Write out every line of the entries again, requests included, adding 135 to each x and y coordinate in the answers.

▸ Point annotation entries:
◇ ◇ ◇

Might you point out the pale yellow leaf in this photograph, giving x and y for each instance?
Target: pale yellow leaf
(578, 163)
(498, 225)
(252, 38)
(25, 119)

◇ ◇ ◇

▸ Task result:
Might you point out the pale yellow leaf in this photograph, giving x and y for each instance?
Target: pale yellow leaf
(713, 298)
(633, 360)
(387, 173)
(160, 254)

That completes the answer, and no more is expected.